GIVEN TEXT:
-.-.-
Skip to content
reaatechREAATECH

@reaatech/llm-judge-templates

npm v0.1.0

Provides a set of TypeScript classes implementing a `JudgmentTemplate` interface to generate LLM evaluation prompts and parse their structured JSON responses. Each template includes built-in logic for cleaning markdown, handling malformed output, and normalizing scores for criteria like faithfulness, relevance, and safety.

@reaatech/llm-judge-templates

npm version License: MIT CI

Status: Pre-1.0 — APIs may change in minor versions. Pin to a specific version in production.

Evaluation prompt templates implementing the JudgmentTemplate interface. Each template (faithfulness, relevance, coherence, safety, tool-use) builds structured prompts with JSON-parsed responses and fallback parsing.
-.-.-
SUPPLIED ENTRIES:
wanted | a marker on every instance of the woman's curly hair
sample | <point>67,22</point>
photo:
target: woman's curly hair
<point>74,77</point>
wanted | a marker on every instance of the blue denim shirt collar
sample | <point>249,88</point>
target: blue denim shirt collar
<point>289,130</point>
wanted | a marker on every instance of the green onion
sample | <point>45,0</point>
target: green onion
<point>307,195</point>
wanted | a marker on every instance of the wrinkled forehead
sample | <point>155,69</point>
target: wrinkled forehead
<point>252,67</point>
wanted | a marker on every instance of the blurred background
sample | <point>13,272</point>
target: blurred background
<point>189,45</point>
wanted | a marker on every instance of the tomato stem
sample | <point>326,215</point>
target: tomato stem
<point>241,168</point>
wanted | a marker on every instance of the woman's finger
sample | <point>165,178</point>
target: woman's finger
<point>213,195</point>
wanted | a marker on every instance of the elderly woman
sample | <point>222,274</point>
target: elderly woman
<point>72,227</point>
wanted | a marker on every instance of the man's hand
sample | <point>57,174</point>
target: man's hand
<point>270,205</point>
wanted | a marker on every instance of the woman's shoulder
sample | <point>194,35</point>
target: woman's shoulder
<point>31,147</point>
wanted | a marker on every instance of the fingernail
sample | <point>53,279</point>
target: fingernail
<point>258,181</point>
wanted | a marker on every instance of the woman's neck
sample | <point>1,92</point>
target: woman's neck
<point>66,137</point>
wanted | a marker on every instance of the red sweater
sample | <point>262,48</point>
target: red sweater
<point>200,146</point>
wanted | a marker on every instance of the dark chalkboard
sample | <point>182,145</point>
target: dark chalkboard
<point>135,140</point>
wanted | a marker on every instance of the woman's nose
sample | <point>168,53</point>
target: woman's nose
-.-.-
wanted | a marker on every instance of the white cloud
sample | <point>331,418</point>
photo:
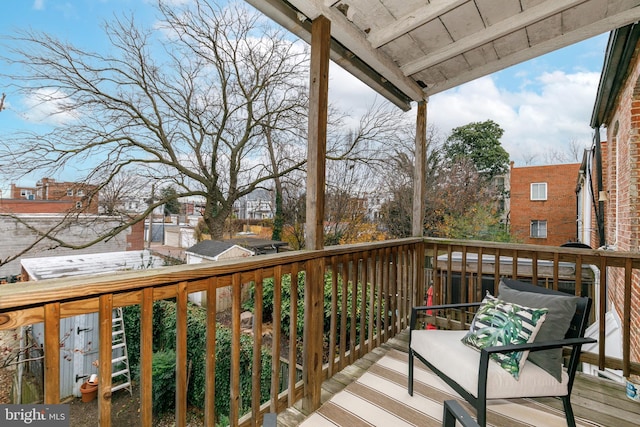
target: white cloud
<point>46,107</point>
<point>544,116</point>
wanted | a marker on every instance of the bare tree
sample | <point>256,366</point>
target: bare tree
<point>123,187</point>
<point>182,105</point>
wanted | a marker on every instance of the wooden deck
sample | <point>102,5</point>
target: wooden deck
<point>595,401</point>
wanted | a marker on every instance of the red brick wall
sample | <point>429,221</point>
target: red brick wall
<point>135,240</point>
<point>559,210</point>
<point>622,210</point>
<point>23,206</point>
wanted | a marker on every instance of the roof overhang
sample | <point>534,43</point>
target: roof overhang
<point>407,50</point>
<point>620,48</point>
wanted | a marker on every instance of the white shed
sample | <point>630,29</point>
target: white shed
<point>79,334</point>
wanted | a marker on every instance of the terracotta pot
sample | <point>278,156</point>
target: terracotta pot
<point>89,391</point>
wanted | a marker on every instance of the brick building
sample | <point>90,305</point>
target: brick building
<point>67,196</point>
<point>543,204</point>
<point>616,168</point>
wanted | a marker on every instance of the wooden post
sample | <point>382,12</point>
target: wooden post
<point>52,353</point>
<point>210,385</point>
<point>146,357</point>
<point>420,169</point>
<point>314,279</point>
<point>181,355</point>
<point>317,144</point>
-.-.-
ASSIGNED TASK A:
Answer these questions from the llm-judge-templates package page:
(i) What npm version does the page show for the package?
(ii) What does the status line recommend doing in production?
(iii) Which templates does the last paragraph list?
ASSIGNED TASK B:
Retype the part of the llm-judge-templates package page that opens with the words containing "Status: Pre-1.0 —" and closes with "and fallback parsing.".

FINAL ANSWER A:
(i) v0.1.0
(ii) Pin to a specific version.
(iii) Faithfulness, relevance, coherence, safety, and tool-use.

FINAL ANSWER B:
Status: Pre-1.0 — APIs may change in minor versions. Pin to a specific version in production.

Evaluation prompt templates implementing the JudgmentTemplate interface. Each template (faithfulness, relevance, coherence, safety, tool-use) builds structured prompts with JSON-parsed responses and fallback parsing.